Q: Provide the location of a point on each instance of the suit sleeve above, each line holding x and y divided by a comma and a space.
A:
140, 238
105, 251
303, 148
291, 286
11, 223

--------------------------------

Description of the task →
Each line of the data must be copied exactly as it appears.

Written response →
Q: Provide the location of a point on each instance of the suit sleeve above, each line holding x and y divided by a comma and a space.
A:
140, 238
105, 251
303, 148
291, 286
11, 223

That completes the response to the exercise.